WRITTEN TASK
Render the entries below as a JSON list of strings, with one string per line and blank lines omitted.

--- begin ---

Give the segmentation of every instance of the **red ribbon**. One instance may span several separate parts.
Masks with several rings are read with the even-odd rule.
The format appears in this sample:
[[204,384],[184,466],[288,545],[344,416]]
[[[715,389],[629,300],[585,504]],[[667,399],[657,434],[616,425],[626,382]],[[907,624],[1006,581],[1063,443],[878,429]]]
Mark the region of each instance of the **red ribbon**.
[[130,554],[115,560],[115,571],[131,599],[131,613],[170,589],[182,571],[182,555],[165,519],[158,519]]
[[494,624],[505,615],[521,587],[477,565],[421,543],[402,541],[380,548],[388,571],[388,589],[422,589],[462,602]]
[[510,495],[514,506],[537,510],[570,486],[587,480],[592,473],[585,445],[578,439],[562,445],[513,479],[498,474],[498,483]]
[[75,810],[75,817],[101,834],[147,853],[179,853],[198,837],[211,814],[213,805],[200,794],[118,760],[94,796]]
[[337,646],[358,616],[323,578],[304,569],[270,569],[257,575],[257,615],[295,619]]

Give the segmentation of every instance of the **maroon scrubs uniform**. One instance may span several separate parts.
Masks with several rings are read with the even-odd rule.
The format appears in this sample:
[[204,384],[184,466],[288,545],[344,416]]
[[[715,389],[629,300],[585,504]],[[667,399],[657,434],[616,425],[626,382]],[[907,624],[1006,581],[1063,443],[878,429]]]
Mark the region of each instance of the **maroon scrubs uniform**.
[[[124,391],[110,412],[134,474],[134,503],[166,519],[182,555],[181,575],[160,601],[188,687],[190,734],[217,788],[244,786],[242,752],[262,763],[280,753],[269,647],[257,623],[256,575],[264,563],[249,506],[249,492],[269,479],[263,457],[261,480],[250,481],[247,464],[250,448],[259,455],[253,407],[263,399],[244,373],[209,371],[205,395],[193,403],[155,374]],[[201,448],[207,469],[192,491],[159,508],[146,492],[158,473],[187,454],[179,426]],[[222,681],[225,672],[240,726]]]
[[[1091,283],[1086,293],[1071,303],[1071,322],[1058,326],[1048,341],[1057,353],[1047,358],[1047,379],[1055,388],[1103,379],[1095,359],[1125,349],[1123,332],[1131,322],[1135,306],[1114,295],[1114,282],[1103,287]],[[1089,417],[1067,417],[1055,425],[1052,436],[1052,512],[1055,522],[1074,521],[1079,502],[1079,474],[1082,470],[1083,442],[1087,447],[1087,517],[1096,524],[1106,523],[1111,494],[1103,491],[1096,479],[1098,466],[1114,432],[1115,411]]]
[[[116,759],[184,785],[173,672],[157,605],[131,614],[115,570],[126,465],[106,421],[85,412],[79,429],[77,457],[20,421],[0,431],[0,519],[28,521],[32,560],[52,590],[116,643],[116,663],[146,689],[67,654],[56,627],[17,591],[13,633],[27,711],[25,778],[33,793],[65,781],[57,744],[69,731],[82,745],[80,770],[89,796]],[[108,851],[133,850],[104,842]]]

--- end ---

FINAL ANSWER
[
  "Give the segmentation of every instance of the **red ribbon**. One instance may span several separate parts.",
  "Masks with several rings are read with the even-odd rule.",
  "The format appears in this sample:",
  "[[204,384],[184,466],[288,545],[344,416]]",
  "[[[715,389],[629,300],[585,504]],[[667,399],[657,434],[616,425],[626,382]],[[907,624],[1006,581],[1063,443],[878,429]]]",
  "Mark the region of each instance of the **red ribbon**.",
  "[[130,554],[115,560],[115,571],[131,599],[131,613],[170,589],[182,571],[182,555],[165,519],[158,519]]",
  "[[494,624],[505,615],[521,587],[477,565],[421,543],[402,541],[380,548],[388,571],[388,589],[422,589],[462,602]]",
  "[[510,495],[514,506],[537,510],[570,486],[587,480],[592,473],[585,445],[578,439],[562,445],[513,479],[498,474],[498,483]]",
  "[[75,810],[75,817],[101,834],[147,853],[179,853],[198,837],[211,814],[213,805],[200,794],[118,760],[94,796]]",
  "[[337,646],[358,616],[323,578],[304,569],[270,569],[257,575],[257,615],[295,619]]",
  "Give the segmentation of every instance of the **maroon scrubs uniform**. One instance may span several separate parts.",
  "Masks with several rings are read with the even-odd rule.",
  "The format appears in this sample:",
  "[[204,384],[184,466],[288,545],[344,416]]",
  "[[[715,389],[629,300],[585,504]],[[667,399],[657,434],[616,425],[626,382]],[[907,624],[1006,581],[1063,443],[878,429]]]",
  "Mark the region of each instance of the **maroon scrubs uniform**.",
  "[[[124,391],[110,412],[134,474],[134,503],[166,519],[182,555],[181,575],[160,601],[188,687],[190,734],[217,788],[244,786],[242,752],[262,763],[280,753],[269,647],[257,623],[256,575],[264,563],[249,506],[249,492],[269,479],[263,457],[261,480],[250,481],[247,464],[250,448],[259,455],[253,407],[263,399],[244,373],[209,371],[205,395],[193,403],[155,374]],[[201,448],[207,469],[192,491],[159,508],[146,492],[158,473],[187,454],[179,426]],[[222,681],[225,672],[240,726]]]",
  "[[[1091,283],[1086,293],[1071,303],[1071,322],[1058,326],[1048,341],[1057,353],[1047,358],[1047,379],[1055,388],[1103,379],[1095,359],[1125,349],[1123,332],[1131,322],[1135,306],[1114,295],[1114,282],[1103,287]],[[1089,417],[1067,417],[1055,425],[1052,436],[1052,512],[1055,522],[1074,521],[1079,502],[1079,474],[1082,470],[1083,442],[1087,447],[1087,517],[1096,524],[1106,523],[1111,494],[1103,491],[1096,479],[1098,466],[1114,432],[1115,411]]]",
  "[[[116,759],[184,785],[173,672],[157,605],[131,614],[115,570],[126,465],[106,421],[85,412],[79,429],[77,457],[20,421],[0,431],[0,519],[28,521],[32,560],[52,590],[116,643],[116,663],[146,689],[67,654],[56,627],[17,591],[13,633],[27,711],[25,778],[33,793],[65,781],[57,744],[69,731],[82,745],[80,770],[89,796]],[[108,851],[133,850],[104,842]]]"
]